> [THE REQUEST]: The recipe for the spinach and ricotta phyllo braid appears below. List each ingredient it gives for the lemon thyme honey glaze, along with the stated amount.

> [GIVEN PASSAGE]:
....................

Spinach & Ricotta Phyllo Braid with Lemon Thyme Honey Glaze
Ingredients
For the filling
• 10 oz fresh spinach (or 1 cup frozen, thawed and squeezed dry)
• 1 cup ricotta cheese
• ½ cup crumbled feta cheese
• 1 egg
• 2 cloves garlic, minced
• ¼ tsp salt
• ¼ tsp black pepper
• ¼ tsp nutmeg (optional)
For the phyllo braid
• 8–10 sheets phyllo dough, thawed
• ⅓ cup melted butter or olive oil (for brushing)
For the lemon thyme honey glaze
• 3 tbsp honey
• 1 tbsp fresh lemon juice
• 1 tsp lemon zest
• 1 tsp fresh thyme leaves (or ½ tsp dried)
Instructions
Preheat oven to 375°F (190°C). Line a baking sheet with parchment paper.
If using fresh spinach, sauté in a dry pan until wilted. Let cool, then squeeze out excess moisture and chop finely.
In a bowl, mix spinach, ricotta, feta, egg, garlic, salt, pepper, and nutmeg until well combined.
Lay one sheet of phyllo on a clean surface and brush lightly with melted butter or olive oil. Place another sheet on top and brush again. Repeat until you have 4–5 layered sheets.
Spoon the spinach-ricotta mixture lengthwise down the center of the phyllo stack.

....................

Outline records

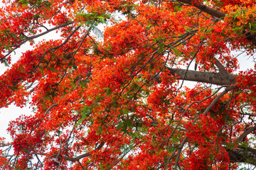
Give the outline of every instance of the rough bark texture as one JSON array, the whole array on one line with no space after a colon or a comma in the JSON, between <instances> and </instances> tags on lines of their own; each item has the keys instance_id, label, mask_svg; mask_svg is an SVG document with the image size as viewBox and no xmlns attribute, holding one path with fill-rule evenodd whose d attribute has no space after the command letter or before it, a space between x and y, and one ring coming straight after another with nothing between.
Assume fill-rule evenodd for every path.
<instances>
[{"instance_id":1,"label":"rough bark texture","mask_svg":"<svg viewBox=\"0 0 256 170\"><path fill-rule=\"evenodd\" d=\"M235 75L232 74L223 75L220 73L171 69L169 67L167 67L167 69L174 76L178 76L179 79L209 83L216 85L231 85L235 84Z\"/></svg>"}]
</instances>

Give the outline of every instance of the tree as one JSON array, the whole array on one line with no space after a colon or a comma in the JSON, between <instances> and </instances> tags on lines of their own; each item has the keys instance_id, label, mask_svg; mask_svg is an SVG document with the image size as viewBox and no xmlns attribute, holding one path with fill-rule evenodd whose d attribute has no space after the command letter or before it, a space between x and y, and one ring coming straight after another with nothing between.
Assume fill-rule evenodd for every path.
<instances>
[{"instance_id":1,"label":"tree","mask_svg":"<svg viewBox=\"0 0 256 170\"><path fill-rule=\"evenodd\" d=\"M0 106L34 111L0 138L1 169L256 166L256 71L233 55L254 55L254 0L2 2L0 61L33 49L0 76Z\"/></svg>"}]
</instances>

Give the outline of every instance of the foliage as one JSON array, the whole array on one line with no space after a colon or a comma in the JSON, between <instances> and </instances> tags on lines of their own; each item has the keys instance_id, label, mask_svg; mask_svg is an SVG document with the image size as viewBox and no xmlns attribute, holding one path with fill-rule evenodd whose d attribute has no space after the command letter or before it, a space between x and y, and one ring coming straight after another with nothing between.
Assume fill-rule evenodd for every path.
<instances>
[{"instance_id":1,"label":"foliage","mask_svg":"<svg viewBox=\"0 0 256 170\"><path fill-rule=\"evenodd\" d=\"M254 55L254 0L2 3L0 62L23 52L0 76L0 107L34 111L0 138L1 169L256 165L256 68L233 55Z\"/></svg>"}]
</instances>

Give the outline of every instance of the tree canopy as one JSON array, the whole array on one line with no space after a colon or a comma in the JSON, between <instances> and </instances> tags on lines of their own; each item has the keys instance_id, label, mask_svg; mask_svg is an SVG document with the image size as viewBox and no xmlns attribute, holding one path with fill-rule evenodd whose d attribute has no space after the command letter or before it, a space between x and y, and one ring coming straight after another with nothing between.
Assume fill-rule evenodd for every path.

....................

> [OUTPUT BELOW]:
- 3 tbsp honey
- 1 tbsp fresh lemon juice
- 1 tsp lemon zest
- 1 tsp fresh thyme leaves (or ½ tsp dried)